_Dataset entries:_
** Start **

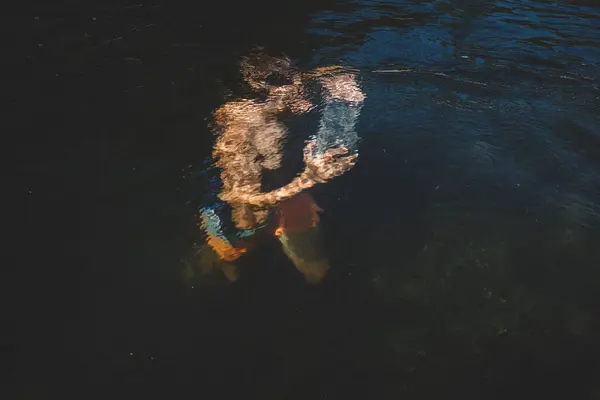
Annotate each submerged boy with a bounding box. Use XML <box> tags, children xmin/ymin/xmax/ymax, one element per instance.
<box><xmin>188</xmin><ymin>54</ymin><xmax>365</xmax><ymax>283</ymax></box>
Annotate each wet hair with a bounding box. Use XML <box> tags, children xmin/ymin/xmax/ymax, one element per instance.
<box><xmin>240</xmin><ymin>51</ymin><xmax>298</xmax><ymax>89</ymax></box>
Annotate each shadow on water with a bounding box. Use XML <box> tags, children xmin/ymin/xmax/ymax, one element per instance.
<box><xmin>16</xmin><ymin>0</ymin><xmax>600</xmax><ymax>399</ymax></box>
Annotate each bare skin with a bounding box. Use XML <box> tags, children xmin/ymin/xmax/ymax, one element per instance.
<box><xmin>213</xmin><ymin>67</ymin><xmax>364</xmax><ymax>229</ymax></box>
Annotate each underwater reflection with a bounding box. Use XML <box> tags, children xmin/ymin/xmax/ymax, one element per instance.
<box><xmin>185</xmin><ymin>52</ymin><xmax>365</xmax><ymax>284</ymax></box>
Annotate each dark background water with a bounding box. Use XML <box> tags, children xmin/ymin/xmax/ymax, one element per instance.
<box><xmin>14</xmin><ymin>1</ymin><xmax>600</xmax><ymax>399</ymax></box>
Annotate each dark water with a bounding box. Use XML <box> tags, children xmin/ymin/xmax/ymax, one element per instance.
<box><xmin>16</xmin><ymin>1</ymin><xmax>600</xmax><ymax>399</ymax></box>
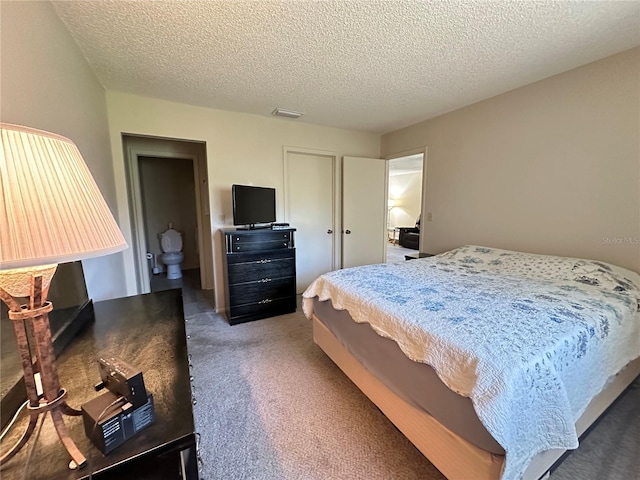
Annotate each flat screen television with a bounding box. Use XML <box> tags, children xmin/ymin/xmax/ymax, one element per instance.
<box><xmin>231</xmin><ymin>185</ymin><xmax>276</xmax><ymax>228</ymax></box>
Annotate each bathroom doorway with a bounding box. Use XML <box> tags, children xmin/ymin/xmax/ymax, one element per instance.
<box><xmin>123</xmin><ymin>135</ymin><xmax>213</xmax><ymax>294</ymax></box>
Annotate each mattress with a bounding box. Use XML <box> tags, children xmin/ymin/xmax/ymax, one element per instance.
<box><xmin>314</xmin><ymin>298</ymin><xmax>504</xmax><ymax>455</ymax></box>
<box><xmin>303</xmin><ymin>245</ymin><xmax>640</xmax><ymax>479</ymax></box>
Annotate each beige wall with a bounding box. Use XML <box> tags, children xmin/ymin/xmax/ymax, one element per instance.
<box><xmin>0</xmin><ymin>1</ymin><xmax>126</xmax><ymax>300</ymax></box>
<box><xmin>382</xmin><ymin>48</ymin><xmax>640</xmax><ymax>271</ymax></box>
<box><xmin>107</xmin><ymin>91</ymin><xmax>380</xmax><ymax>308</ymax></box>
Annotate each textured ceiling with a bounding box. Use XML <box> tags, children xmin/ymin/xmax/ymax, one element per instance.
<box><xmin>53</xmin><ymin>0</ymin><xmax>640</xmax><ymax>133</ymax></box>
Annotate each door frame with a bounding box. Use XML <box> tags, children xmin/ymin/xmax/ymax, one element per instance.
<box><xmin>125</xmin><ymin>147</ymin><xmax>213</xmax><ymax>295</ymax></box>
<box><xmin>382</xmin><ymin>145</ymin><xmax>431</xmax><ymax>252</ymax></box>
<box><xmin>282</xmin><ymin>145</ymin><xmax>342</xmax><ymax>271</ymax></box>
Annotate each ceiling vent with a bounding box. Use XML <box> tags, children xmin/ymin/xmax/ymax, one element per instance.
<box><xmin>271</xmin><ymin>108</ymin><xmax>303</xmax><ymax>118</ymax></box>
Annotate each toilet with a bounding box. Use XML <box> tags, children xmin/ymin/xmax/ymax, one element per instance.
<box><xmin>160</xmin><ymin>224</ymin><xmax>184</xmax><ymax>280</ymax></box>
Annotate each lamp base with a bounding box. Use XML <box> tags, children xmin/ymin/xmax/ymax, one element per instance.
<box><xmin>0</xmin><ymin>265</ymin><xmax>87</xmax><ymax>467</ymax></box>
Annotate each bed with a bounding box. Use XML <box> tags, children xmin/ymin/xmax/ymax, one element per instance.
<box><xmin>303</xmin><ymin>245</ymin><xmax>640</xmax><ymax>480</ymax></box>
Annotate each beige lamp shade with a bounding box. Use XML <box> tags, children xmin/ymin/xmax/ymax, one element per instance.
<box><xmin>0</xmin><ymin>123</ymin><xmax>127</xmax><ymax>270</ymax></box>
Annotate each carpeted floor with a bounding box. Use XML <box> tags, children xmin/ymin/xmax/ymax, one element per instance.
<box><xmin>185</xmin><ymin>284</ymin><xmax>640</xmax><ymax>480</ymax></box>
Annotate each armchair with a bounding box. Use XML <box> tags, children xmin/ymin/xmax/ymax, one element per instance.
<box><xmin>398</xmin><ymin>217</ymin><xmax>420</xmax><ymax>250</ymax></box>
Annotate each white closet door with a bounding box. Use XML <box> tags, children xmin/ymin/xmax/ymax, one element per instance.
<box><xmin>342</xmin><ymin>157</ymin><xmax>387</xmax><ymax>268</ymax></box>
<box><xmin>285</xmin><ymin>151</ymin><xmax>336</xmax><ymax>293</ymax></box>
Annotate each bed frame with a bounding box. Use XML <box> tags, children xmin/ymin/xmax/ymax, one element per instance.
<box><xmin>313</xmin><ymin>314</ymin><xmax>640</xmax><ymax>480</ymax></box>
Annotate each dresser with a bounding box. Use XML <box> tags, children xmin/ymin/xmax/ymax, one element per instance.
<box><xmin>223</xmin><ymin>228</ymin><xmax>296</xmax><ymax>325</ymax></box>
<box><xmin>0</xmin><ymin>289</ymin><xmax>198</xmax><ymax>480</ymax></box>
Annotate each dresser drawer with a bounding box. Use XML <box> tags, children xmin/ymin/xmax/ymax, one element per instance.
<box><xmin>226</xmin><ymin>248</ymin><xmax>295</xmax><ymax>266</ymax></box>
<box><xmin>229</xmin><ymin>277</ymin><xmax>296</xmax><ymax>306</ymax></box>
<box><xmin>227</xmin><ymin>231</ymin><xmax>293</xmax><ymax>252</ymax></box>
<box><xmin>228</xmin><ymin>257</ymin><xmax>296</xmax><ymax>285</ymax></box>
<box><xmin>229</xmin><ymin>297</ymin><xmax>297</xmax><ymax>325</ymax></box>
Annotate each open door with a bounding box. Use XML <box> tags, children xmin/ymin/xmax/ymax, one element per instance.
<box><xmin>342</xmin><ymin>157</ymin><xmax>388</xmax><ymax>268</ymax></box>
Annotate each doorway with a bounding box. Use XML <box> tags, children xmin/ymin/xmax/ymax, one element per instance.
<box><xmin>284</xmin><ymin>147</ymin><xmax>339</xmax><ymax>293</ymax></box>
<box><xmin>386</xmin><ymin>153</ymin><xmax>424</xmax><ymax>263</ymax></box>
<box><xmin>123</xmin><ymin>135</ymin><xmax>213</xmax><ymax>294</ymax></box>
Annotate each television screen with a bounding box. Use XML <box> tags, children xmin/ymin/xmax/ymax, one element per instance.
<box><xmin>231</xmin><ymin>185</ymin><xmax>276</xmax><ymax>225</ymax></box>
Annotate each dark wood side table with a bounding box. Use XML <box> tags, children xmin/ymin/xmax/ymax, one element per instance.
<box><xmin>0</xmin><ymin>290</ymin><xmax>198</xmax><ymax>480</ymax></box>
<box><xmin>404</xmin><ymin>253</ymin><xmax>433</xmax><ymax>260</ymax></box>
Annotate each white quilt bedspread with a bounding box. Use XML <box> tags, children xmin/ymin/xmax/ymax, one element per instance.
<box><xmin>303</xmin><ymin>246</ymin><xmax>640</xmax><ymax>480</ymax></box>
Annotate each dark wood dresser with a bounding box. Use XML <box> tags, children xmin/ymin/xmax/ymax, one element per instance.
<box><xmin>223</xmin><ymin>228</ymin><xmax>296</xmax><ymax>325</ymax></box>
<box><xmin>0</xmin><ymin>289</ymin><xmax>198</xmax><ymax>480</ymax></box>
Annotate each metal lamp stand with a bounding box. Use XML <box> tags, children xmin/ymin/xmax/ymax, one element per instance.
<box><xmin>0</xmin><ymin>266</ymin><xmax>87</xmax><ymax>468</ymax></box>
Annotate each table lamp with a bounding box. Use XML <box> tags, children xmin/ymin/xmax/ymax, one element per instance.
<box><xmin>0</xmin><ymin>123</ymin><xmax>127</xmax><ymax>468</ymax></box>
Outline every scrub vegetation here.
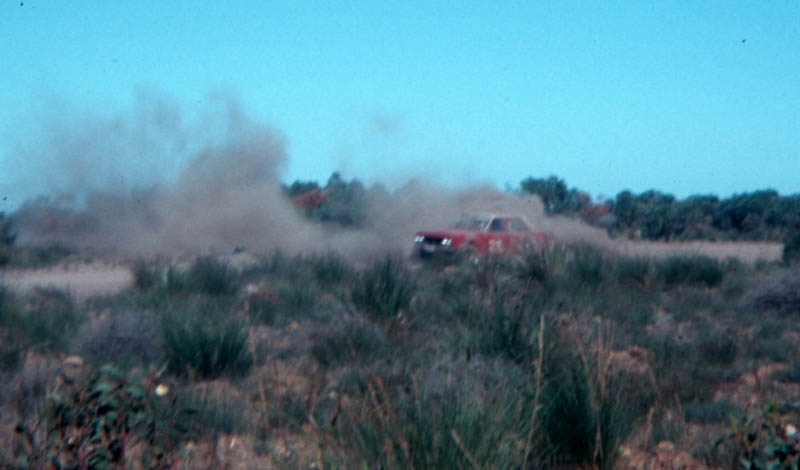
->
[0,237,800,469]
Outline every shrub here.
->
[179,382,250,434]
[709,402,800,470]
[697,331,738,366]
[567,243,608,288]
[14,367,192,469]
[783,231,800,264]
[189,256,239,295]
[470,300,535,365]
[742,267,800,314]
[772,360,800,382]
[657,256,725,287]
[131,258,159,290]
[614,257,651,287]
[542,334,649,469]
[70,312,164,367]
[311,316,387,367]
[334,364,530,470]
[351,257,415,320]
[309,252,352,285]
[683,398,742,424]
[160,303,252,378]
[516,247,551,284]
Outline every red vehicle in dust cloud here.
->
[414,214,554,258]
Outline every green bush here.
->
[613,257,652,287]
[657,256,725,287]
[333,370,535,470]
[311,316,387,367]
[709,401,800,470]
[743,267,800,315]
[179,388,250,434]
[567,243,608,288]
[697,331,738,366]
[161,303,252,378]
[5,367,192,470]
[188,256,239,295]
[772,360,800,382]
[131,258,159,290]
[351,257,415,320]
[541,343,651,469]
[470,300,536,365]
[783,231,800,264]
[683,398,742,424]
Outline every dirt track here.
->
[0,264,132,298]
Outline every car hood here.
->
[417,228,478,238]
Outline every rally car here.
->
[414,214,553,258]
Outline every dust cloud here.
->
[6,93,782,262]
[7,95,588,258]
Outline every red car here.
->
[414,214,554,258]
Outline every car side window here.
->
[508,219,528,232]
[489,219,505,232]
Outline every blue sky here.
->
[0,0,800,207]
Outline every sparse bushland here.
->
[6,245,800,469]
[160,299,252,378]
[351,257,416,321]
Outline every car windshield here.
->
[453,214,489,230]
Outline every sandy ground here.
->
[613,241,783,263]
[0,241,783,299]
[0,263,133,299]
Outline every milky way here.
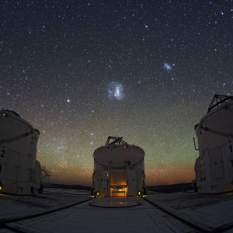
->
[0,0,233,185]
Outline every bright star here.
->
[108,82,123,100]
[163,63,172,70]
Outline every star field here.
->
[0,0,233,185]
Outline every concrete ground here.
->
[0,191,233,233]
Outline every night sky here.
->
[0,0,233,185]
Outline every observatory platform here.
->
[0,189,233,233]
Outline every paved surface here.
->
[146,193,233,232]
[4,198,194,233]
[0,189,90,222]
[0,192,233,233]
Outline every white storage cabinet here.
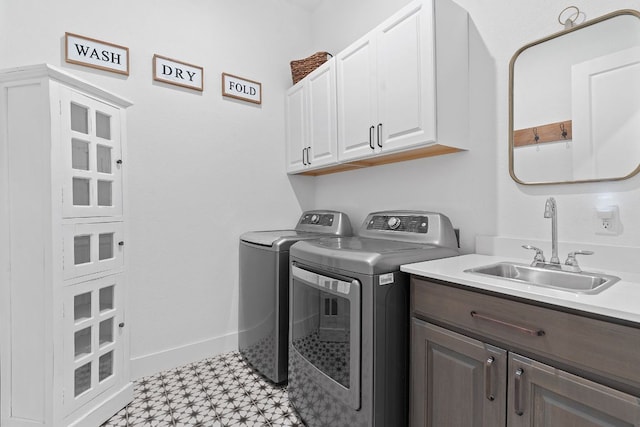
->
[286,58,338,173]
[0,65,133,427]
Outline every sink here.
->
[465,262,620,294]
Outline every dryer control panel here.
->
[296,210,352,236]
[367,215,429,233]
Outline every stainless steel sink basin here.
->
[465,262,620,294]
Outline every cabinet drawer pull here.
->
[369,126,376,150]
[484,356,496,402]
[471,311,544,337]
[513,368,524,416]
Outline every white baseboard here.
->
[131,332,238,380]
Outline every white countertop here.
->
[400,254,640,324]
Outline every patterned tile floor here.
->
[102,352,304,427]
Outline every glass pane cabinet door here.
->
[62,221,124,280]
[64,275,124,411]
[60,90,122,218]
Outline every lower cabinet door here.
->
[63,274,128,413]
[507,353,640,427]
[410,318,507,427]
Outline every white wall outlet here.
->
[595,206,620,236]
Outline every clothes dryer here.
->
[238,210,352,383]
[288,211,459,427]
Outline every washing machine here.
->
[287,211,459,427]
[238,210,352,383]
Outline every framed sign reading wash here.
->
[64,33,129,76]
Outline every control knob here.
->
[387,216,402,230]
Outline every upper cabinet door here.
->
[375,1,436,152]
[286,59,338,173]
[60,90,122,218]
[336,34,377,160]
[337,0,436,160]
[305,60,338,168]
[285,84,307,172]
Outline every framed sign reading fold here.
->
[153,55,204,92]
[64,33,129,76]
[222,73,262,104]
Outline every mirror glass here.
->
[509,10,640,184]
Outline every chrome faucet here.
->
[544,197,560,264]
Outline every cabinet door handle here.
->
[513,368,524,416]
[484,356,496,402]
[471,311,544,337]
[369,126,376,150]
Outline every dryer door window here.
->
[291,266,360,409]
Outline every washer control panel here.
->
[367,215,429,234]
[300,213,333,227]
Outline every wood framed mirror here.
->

** End **

_OBJECTIVE:_ Please find every line above that contains the word "screen" and copy each one.

_TASK OUTPUT:_
Annotate each flat screen television with a bounding box. Use XML <box> tags, children xmin/ymin/xmax/ymax, one element per instance.
Annotate each television screen with a bounding box. Use XML <box> tags, children xmin/ymin/xmax/ymax, one element per instance.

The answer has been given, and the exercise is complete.